Given that you could always transform the stream when you load it into the BEAM to convert all \r to \n, then streaming that to the csv parser, no third-party tools needed then.
But still, wtf? \r is not OSX’s linebreak character…
You are probably right. German Wikipedia says: Mac OS Classic, Apple II, C64 uses CR as line break.
But it seems to be an issue with Excel 2008/2011 that still uses this line breaks.
And yes - you are right - it is really a f*ck with CSV and Excel
Lol, yeah I have a Win10 notebook, all it does is gather dust sitting in my locked cabinet. I can get more work done using my phone and bluetooth keyboard than I can that thing. ^.^
Well, Desk IT (they manage the local desktops, build desks, etc… etc… I work in the Server IT area) comes around every 3 months freaking out because it has not been turned on in 3 months, their tracking system freaks out when something does not ‘phone home’ at least once every 3 months, which of course it cannot do if it is not even turned on… So they just turn it on for a moment after I unlock the cabinet, then turn it off and leave again for 3 months, so I lock the cabinet again… >.>
Yeah, its what Mac OS 9 used, support for which is basically the kernel of Excel for Mac. I’ve been banging my head against their version of CSV export for years now.
I’ll have to go dig up some code but i think what I do is a regex replacement on \r\n? to \r\n. It looks like yours is maybe better if you’re trying to stream it? I know I’m reading in the whole file to deal with the issue.
You might want to also verify your code still works with UTF8 characters—i’ve had weird issues crop up there as well when receiving input from users with international character sets. Its kind of hard to confirm because I’m like 3 stops down the line from the source, but its like something non-UTF8 gets stored by an upstream processor as UTF8 which apparently Works On Their Machine™ but causes headaches downstream.
Yes, i was afraid to blow up mem by loading the whole thing. In our case the csvs are rather small, but you never know.
I can confirm the issue. In project where we had csv import we always were struggling with our German Umlaute and stuff. But move to xls does not make it any better, even worse.

» GIVEN REQUEST
Please list every system or program that the forum thread on CSV line breaks says uses or used CR as its line break.

Pointing and labeling items:
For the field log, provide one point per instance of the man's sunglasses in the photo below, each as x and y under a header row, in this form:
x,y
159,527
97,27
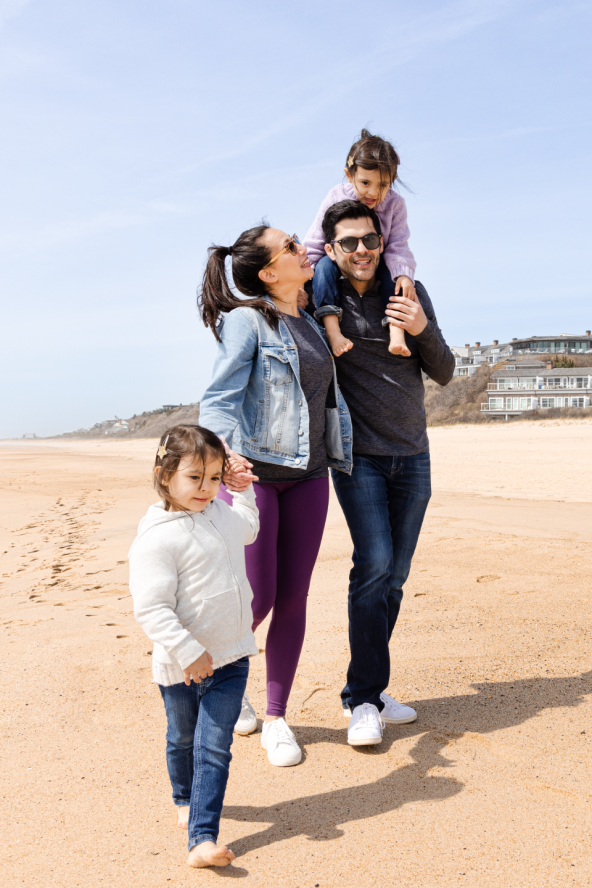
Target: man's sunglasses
x,y
350,244
292,246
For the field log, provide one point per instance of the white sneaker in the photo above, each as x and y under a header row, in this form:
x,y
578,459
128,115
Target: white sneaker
x,y
393,713
396,713
366,726
247,720
280,743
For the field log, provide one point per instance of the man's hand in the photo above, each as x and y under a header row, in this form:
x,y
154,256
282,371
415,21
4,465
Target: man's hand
x,y
405,287
407,314
199,669
238,476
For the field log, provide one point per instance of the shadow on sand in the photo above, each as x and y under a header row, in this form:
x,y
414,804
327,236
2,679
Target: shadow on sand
x,y
495,706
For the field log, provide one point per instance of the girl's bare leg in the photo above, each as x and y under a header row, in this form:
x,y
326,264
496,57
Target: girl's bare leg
x,y
397,345
339,343
182,816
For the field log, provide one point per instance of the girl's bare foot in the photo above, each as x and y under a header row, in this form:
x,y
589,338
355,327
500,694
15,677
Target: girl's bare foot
x,y
339,344
182,816
209,854
397,345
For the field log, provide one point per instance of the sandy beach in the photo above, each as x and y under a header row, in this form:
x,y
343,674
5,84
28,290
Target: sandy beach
x,y
492,785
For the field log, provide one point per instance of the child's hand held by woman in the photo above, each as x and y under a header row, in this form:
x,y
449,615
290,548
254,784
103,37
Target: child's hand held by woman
x,y
199,669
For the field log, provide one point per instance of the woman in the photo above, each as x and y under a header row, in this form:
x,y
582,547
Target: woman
x,y
274,398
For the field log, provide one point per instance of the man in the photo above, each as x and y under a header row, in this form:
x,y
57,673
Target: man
x,y
385,498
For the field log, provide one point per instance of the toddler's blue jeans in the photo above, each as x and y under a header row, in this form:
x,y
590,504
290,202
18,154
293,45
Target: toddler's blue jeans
x,y
200,721
326,291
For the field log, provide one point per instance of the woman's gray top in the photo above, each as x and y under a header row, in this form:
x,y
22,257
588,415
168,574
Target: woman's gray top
x,y
316,376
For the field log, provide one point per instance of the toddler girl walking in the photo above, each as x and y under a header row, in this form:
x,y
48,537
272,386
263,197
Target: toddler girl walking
x,y
193,600
371,170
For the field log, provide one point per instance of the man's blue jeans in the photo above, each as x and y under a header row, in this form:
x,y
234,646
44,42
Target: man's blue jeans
x,y
200,721
384,502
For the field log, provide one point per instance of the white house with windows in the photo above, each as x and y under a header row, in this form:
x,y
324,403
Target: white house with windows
x,y
514,390
469,358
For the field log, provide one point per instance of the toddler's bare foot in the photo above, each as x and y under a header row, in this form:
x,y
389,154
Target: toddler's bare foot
x,y
339,344
397,345
182,816
210,854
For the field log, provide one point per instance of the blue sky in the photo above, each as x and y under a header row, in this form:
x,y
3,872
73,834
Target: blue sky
x,y
135,134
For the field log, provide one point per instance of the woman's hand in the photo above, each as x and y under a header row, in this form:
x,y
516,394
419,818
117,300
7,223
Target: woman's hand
x,y
238,476
407,314
302,298
199,669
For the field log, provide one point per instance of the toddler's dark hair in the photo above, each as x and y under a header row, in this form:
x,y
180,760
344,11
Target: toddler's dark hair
x,y
181,441
373,153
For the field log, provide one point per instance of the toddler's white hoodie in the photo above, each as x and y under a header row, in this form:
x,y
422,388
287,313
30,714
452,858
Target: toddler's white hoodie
x,y
189,584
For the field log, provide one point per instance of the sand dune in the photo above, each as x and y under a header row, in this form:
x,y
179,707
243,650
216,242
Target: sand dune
x,y
490,787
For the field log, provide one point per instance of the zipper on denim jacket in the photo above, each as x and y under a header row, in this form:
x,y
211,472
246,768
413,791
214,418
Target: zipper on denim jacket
x,y
232,573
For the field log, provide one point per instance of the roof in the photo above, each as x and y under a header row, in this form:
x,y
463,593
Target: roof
x,y
545,374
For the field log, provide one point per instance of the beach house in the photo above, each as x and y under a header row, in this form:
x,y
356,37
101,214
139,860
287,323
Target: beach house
x,y
469,358
515,389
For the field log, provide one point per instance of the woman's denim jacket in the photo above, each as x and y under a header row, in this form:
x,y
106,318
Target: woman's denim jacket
x,y
255,399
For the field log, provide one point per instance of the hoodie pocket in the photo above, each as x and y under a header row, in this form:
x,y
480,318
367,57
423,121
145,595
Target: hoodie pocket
x,y
217,622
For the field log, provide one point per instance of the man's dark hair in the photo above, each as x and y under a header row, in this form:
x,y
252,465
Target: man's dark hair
x,y
347,209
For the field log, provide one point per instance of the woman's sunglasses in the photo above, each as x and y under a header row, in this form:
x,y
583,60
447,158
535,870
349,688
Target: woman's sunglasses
x,y
292,246
350,244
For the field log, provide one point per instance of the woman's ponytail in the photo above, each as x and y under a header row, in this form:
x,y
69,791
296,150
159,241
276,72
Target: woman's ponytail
x,y
215,297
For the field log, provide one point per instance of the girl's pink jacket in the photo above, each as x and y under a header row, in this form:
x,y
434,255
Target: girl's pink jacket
x,y
393,220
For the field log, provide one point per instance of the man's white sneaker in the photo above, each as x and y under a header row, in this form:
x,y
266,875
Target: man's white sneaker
x,y
280,743
395,713
366,726
247,720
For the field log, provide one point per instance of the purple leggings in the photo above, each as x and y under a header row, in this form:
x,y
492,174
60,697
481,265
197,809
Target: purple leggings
x,y
279,566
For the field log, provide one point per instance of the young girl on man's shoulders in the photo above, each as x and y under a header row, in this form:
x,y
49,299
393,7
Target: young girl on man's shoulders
x,y
371,169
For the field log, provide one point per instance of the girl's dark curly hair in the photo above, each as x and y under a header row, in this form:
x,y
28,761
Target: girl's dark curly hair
x,y
181,441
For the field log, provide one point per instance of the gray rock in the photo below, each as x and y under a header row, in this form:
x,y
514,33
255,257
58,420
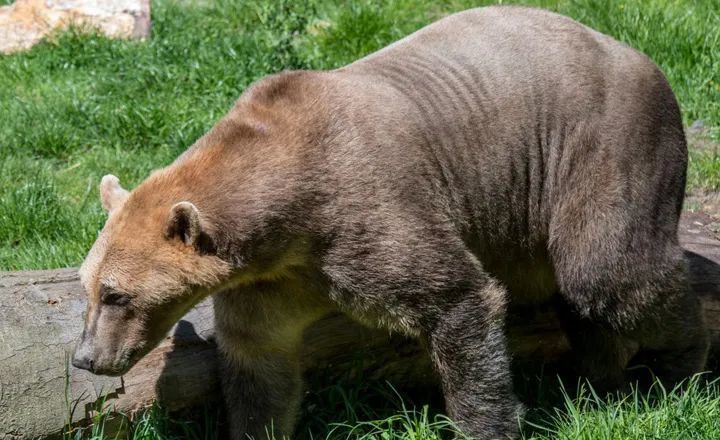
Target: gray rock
x,y
25,22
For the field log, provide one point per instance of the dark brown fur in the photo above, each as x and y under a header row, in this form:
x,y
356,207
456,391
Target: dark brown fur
x,y
501,155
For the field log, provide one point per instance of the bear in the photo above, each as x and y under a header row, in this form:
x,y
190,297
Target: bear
x,y
500,156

» RESULT OF THE EXERCISE
- Mac OS Classic
- Apple II
- C64
- Excel 2008/2011
- Mac OS 9